**Set exercise**: Reproduce every line of the items below, word for word and without any changes.

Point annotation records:
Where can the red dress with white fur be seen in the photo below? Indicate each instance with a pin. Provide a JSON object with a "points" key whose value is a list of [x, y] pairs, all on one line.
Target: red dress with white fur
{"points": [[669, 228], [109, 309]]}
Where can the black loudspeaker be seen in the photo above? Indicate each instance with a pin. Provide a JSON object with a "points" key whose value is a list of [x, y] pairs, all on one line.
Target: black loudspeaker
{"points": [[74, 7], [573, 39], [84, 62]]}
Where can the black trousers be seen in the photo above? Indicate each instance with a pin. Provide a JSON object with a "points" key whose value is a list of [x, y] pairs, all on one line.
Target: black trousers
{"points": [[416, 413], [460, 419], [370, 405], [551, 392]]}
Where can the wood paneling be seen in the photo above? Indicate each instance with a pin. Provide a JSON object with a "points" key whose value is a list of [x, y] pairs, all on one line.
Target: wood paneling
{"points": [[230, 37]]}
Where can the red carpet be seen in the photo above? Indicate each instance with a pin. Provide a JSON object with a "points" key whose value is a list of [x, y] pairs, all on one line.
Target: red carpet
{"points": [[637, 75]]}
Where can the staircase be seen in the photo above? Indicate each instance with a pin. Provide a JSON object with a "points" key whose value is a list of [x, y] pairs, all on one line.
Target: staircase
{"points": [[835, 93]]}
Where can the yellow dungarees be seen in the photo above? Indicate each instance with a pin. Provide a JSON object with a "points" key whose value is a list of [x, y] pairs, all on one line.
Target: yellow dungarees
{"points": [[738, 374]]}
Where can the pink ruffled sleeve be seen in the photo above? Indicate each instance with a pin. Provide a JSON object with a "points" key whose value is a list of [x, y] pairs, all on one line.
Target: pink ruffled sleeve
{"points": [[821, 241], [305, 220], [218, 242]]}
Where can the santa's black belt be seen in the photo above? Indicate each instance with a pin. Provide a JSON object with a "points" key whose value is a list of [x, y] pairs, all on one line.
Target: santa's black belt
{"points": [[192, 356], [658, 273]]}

**Task result**:
Where can the red dress with white fur be seen in the photo below? Indicate each instance with a pin. Provide a JSON object with a "points" key whose value is a list of [x, y] pairs, all on one line.
Target: red dress with white fur
{"points": [[669, 228], [109, 309]]}
Where can the black loudspeaker be seen in the photo above? Indicate each instance with a pin. Provide a JSON object with a "points" key whose value is a list of [x, y] pairs, all on one line.
Target: black loudspeaker
{"points": [[74, 7], [573, 39], [84, 62]]}
Where can the black trousers be seen in the photo above? Indicate each instance with a pin. Provide a JSON object with a "points" key whose value is a list of [x, y] pairs, all on one line.
Target: black trousers
{"points": [[416, 413], [460, 419], [370, 405], [551, 392]]}
Where can the wood paneling be seen in the photo above? Indicate each instance with a pin. Provide a JSON object with a "points" key whose value is a list of [x, y] pairs, all on one line.
Target: wood paneling
{"points": [[230, 37]]}
Where can the red carpet be seen in the photo above? Indicate each instance with a pin. Provide a JSON object with a "points" key whose value is a list of [x, y] pairs, all on one line.
Target: red carpet
{"points": [[637, 75]]}
Where can the staircase be seen in the photo above? Indicate each instance with a pin. Provide a JSON object with a "points" key whose value is a list of [x, y] pairs, all on one line.
Target: staircase
{"points": [[835, 93]]}
Where can the yellow dungarees be seen in the photo above? Indicate each instance with a pin. Provide a JSON object with a "points" key whose value is a list of [x, y] pairs, all on one line.
Target: yellow dungarees
{"points": [[738, 374]]}
Where can the pink ruffled sleeve be seen in the photo above? Indicate each instance with a pin. Provide a JSON object with a "points" key whose value is a list of [x, y] pairs, all on one line.
Target: pink ruffled sleeve
{"points": [[821, 241], [305, 220], [218, 242]]}
Where can the santa's black belt be seen in the photo above? Indicate each instance with a pin. Provide a JSON object with a "points" key whose value is a list of [x, y] pairs, all on one line.
Target: santa's black belt
{"points": [[192, 356], [658, 273]]}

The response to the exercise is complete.